--- 提取记录 ---

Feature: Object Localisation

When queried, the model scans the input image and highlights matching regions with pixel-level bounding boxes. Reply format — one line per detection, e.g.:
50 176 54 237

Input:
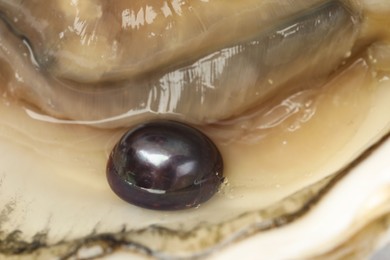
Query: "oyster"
0 0 390 259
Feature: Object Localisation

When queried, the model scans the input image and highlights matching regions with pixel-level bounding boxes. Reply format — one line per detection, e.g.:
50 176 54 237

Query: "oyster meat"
0 0 390 259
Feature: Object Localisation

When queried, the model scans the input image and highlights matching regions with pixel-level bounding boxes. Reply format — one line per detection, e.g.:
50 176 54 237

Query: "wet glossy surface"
107 121 223 210
0 0 390 259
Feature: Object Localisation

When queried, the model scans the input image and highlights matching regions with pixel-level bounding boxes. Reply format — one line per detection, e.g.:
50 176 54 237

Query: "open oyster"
0 0 390 259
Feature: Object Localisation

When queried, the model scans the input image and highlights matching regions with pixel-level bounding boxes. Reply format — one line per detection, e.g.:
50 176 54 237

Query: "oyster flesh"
0 0 390 259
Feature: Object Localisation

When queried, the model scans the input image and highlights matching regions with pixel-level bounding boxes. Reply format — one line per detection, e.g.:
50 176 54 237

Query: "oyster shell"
0 0 390 259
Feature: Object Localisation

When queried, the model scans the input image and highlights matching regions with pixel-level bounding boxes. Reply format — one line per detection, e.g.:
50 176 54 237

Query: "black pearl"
107 120 223 210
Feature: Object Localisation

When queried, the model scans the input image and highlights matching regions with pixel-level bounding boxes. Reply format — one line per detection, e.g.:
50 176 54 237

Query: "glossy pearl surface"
107 120 223 210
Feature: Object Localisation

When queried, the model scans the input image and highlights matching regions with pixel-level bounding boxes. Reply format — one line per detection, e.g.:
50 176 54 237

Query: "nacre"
0 0 390 259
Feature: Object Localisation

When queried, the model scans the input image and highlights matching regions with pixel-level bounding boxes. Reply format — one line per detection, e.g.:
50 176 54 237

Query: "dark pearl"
107 120 223 210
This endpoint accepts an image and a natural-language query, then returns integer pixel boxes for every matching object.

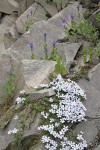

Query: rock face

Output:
[17,0,35,16]
[0,0,19,14]
[90,8,100,31]
[75,63,100,144]
[0,0,100,150]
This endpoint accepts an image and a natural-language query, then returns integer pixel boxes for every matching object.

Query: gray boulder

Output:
[0,0,19,14]
[75,64,100,145]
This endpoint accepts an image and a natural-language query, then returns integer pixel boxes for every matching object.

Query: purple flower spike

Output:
[28,42,33,48]
[43,33,47,37]
[44,49,48,54]
[87,22,92,25]
[52,40,57,46]
[77,4,80,11]
[70,14,75,20]
[62,19,67,25]
[69,13,75,20]
[8,69,12,75]
[29,7,33,16]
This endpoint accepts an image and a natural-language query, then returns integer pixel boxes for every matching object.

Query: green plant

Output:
[55,56,67,75]
[3,69,15,100]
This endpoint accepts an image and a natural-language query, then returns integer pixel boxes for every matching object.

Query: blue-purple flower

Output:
[52,40,57,46]
[28,42,34,48]
[69,13,75,20]
[87,21,92,25]
[29,7,33,16]
[62,19,67,25]
[8,69,12,75]
[44,49,48,54]
[77,4,80,11]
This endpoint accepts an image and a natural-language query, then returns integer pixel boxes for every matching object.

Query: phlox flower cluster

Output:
[38,75,87,150]
[15,97,25,104]
[8,128,18,134]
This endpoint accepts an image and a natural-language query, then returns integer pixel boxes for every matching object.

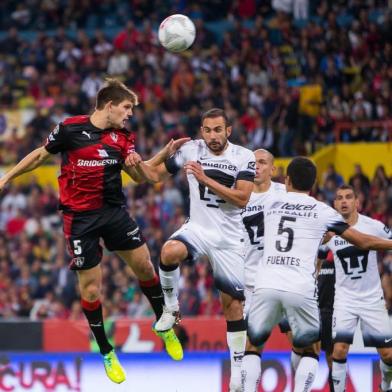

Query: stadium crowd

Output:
[0,161,392,320]
[0,0,392,320]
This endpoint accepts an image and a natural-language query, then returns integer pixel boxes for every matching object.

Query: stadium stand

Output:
[0,0,392,320]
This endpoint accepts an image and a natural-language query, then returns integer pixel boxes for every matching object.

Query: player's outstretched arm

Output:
[184,161,253,208]
[123,152,170,183]
[340,227,392,250]
[145,137,191,166]
[124,137,190,183]
[0,147,51,191]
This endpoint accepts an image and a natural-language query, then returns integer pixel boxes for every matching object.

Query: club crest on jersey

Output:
[110,132,118,143]
[98,148,109,158]
[248,161,256,170]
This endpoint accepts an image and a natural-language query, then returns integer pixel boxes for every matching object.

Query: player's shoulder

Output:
[271,181,286,192]
[358,214,385,230]
[229,142,255,160]
[62,115,90,127]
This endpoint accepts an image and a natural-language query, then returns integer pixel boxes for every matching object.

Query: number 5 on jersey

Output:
[73,240,82,256]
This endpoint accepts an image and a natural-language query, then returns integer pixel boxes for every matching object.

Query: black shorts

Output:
[279,318,291,333]
[320,309,333,353]
[63,205,146,270]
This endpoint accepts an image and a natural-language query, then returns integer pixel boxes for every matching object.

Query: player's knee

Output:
[380,348,392,365]
[134,259,155,280]
[333,343,349,359]
[80,282,101,302]
[161,241,186,265]
[222,297,240,318]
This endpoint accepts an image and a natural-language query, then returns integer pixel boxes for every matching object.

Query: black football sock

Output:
[81,298,113,355]
[139,275,165,320]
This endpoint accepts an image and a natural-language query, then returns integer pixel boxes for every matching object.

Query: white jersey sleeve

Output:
[237,150,256,182]
[320,205,349,235]
[165,140,199,174]
[329,214,391,307]
[373,220,392,240]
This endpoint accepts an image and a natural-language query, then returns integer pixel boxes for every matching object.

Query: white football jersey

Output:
[322,214,392,307]
[241,181,286,266]
[165,139,256,247]
[255,192,348,297]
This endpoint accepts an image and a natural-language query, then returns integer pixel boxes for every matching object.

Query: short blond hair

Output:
[96,78,139,110]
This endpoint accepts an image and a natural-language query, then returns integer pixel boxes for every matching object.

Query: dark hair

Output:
[335,184,358,198]
[201,108,230,127]
[96,79,139,110]
[287,157,317,191]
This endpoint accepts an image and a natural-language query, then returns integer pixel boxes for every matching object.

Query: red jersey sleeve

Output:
[121,134,135,160]
[45,123,67,154]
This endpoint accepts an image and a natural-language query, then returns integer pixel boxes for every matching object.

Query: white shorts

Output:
[332,300,392,348]
[248,289,320,347]
[170,222,245,301]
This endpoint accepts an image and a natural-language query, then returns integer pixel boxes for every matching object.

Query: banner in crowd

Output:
[0,352,380,392]
[0,317,375,353]
[43,317,290,352]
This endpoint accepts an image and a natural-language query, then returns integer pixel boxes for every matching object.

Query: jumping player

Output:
[0,79,188,383]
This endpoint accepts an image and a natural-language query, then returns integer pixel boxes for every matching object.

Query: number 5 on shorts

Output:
[73,240,82,256]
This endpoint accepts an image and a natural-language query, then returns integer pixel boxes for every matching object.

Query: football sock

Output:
[380,359,392,391]
[159,262,180,311]
[226,319,246,390]
[81,298,113,355]
[294,354,318,392]
[139,275,165,320]
[290,350,302,373]
[241,351,261,392]
[332,359,347,392]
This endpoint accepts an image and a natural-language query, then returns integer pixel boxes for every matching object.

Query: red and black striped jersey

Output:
[45,116,135,211]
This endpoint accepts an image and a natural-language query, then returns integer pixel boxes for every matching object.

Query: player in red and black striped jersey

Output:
[0,79,188,383]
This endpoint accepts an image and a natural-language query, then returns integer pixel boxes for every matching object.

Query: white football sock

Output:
[332,361,347,392]
[380,359,392,391]
[241,353,261,392]
[290,350,302,373]
[294,357,318,392]
[159,266,180,312]
[227,330,246,392]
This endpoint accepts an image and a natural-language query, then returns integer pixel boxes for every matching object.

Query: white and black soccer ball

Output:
[158,14,196,52]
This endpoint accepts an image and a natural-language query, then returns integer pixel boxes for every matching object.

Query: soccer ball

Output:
[158,14,196,52]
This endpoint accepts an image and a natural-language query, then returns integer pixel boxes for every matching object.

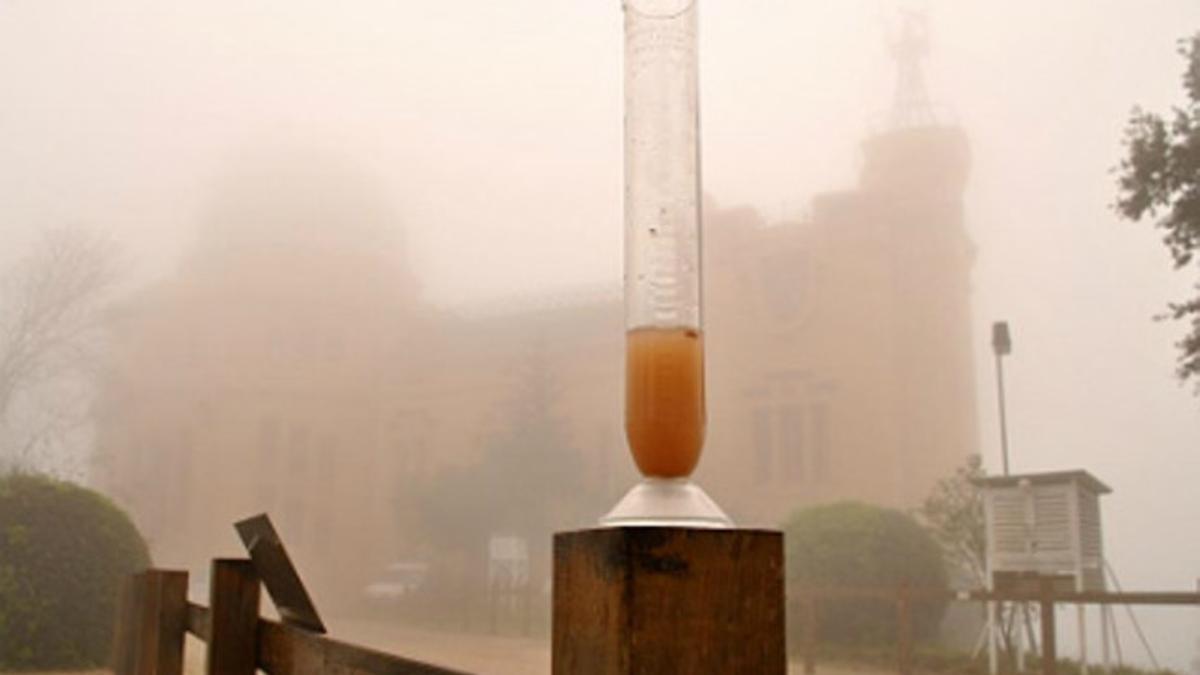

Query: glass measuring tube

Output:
[623,0,706,478]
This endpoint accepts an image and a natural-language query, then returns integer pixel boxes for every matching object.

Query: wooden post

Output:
[113,569,187,675]
[134,569,187,675]
[1038,577,1058,675]
[208,558,260,675]
[551,527,787,675]
[802,592,817,675]
[896,584,912,675]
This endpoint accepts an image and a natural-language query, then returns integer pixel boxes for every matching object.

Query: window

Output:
[779,404,808,482]
[751,380,829,485]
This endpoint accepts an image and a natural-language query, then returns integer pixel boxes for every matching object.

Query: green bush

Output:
[784,502,947,645]
[0,474,150,670]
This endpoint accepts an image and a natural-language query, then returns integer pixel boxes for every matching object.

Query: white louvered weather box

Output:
[978,471,1112,591]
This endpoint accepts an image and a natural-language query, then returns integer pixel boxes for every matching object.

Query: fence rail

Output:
[113,560,467,675]
[113,560,1200,675]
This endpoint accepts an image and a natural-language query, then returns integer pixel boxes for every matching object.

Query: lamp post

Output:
[991,321,1013,476]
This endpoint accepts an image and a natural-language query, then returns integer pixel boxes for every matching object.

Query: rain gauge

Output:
[601,0,733,527]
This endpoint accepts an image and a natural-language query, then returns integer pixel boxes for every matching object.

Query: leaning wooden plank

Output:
[258,619,467,675]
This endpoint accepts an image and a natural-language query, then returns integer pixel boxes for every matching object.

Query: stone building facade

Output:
[95,126,978,600]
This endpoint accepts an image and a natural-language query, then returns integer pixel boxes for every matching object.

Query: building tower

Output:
[860,12,978,501]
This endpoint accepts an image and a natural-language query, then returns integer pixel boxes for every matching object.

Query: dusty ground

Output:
[16,620,884,675]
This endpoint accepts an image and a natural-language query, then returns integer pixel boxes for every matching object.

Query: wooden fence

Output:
[113,558,1200,675]
[113,558,466,675]
[788,578,1200,675]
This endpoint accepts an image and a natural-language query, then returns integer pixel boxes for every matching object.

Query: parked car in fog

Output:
[362,561,430,604]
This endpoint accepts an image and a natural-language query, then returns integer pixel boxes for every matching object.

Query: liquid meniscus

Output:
[625,328,707,478]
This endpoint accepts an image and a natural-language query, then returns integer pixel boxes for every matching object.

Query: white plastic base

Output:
[600,478,733,530]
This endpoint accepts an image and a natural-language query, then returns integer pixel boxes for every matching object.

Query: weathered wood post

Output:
[551,527,787,675]
[896,584,912,675]
[1038,577,1058,675]
[208,558,262,675]
[113,569,187,675]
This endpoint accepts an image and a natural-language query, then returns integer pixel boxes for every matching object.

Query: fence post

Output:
[134,569,187,675]
[896,583,912,675]
[208,558,260,675]
[113,569,187,675]
[1038,577,1058,675]
[551,527,787,675]
[800,591,817,675]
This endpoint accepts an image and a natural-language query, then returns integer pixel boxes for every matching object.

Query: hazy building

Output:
[97,109,977,597]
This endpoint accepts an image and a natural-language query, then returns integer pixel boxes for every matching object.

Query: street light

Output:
[991,321,1013,476]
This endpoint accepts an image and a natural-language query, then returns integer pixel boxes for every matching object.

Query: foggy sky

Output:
[0,0,1200,665]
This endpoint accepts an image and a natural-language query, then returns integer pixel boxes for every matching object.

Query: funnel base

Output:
[600,478,733,530]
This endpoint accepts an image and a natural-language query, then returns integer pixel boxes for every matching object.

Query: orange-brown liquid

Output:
[625,328,706,478]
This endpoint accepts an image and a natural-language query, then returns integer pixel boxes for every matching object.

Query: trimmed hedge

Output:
[0,473,150,670]
[784,502,947,645]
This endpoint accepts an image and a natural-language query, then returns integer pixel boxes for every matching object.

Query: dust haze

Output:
[0,0,1200,669]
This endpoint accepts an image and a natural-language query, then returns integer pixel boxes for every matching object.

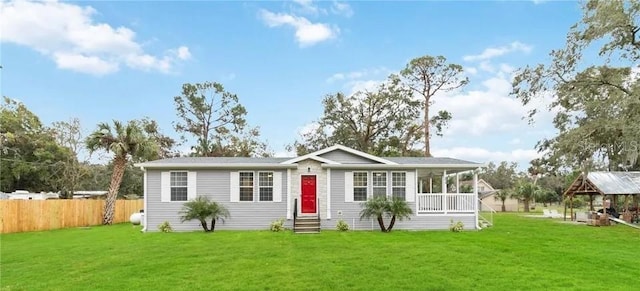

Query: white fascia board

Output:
[135,163,297,169]
[322,164,479,170]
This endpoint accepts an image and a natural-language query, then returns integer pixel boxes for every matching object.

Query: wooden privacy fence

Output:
[0,199,144,233]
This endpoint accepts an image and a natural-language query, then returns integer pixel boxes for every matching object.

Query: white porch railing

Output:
[416,193,477,214]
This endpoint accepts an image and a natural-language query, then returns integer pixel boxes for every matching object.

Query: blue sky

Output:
[0,1,581,167]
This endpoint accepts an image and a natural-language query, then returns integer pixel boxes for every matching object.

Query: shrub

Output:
[449,219,464,232]
[269,218,285,232]
[158,221,173,232]
[336,219,349,231]
[180,196,229,232]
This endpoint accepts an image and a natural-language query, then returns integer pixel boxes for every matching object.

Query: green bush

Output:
[449,219,464,232]
[158,221,173,232]
[269,218,286,232]
[336,219,349,231]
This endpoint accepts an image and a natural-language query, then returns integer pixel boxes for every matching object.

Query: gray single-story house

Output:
[136,145,485,231]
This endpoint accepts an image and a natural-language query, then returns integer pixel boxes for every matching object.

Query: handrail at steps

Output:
[293,198,298,230]
[478,198,498,226]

---

统计上述记录中含有字符串“building”的行数，区分大小写，仅给出数字。

§ **参考答案**
3